Saving a video to local harddrive on Speedgoat

Having trouble with the video signal transmission over UDP, we decided to save the video to the hard drive in the Speedgoat target. It is obligatory to use the xPC File Scope Simulink block to write any simulation data to the Target's hard drive. The problem is that the File Scope is not suited for two-dimensional signals very well. We attempted to write an S-function that would save the data stream to a local file using the standard fwrite function. However, the functions for file manipulation are not supported for S-functions executed on xPC Target. Therefore we were forced to reshape the two-dimensional video signal into a vector that is used as input to the File Scope.

Build and initialization of target model for saving video

The build starts after clicking "Build model" button in the Simulink model or calling the function rtwbuild from Matlab command line. It might seem that the compilation is stuck in the phase of  "Caching model source code", but this phase only takes quite a long time. It takes the longer, the higher resolution video you want to save. Another time demanding phase is the compilation of the source code. One just have to be patient. Then the download to the target starts. A separate signal is created for every single pixel of the video and these signals are added to the File Scope one after another. Information about adding each signal is displayed on the target screen, which slows the whole process down even more. We tried disabling target GUI option in the xPC Explorer to avoid this slowdown, but it did not help, because even with the GUI turned off, there is a textual output on the target screen. We contacted both Speedgoat and Mathworks support to find out whether it would be possible to disable the informative text input during the initialization of the target application, but both of the responses were negative. To avoid the delay, we subsample the video frames before passing them to the File Scope block to reduce the number of signals.

The initialization of the target application takes really a long time with higher number of signals in the File Scope, so it often happens that a TCP/IP timeout occurs during the initialization. However, the initialization on the target continues autonomously, so one can just wait until the initialization finishes and then reconnect to the target with initialized application.

ACTION ITEM =>
Could you restate the text on saving video to the Speedgoat hard drive, starting with "The initialization of the target application takes" and going on through "with initialized application.", but renaming "initialization" to "startup"?

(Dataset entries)

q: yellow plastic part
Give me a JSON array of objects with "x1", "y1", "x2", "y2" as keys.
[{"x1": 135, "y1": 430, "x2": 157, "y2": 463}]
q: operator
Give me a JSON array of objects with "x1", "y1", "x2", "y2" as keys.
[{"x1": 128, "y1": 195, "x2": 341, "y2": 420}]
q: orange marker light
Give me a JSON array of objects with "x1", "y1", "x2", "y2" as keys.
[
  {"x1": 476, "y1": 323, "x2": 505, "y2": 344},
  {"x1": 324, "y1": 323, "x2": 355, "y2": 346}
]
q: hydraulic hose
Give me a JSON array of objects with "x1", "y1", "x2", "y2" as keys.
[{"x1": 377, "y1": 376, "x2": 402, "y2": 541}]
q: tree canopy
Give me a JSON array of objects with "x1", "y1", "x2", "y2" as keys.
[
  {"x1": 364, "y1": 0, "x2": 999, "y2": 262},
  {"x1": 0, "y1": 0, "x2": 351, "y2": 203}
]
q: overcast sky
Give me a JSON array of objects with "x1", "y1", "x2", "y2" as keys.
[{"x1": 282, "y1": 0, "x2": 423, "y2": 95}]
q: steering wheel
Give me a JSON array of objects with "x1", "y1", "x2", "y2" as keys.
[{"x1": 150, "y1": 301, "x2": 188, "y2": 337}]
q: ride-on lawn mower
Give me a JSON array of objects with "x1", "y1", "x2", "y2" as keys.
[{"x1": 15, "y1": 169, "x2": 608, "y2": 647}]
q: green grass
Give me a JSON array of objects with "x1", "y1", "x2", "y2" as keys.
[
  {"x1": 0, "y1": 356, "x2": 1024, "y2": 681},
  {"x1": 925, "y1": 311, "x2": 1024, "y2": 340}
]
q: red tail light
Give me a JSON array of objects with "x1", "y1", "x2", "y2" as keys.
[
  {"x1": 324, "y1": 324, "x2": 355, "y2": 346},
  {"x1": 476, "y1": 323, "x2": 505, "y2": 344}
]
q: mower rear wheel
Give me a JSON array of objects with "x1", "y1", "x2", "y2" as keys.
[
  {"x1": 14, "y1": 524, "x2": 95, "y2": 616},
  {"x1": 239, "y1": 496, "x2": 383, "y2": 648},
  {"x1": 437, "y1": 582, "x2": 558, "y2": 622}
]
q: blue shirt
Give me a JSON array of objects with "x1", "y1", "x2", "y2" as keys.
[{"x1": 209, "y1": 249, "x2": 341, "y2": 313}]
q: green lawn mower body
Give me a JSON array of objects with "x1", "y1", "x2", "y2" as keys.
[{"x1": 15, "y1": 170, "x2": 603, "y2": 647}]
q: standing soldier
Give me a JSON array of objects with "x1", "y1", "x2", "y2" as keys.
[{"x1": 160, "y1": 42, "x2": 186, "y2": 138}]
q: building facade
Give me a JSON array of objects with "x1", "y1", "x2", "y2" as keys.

SOLUTION FOR THIS EXERCISE =>
The startup of the target application takes really a long time with higher number of signals in the File Scope, so it often happens that a TCP/IP timeout occurs during the startup. However, the startup on the target continues autonomously, so one can just wait until the startup finishes and then reconnect to the target with initialized application.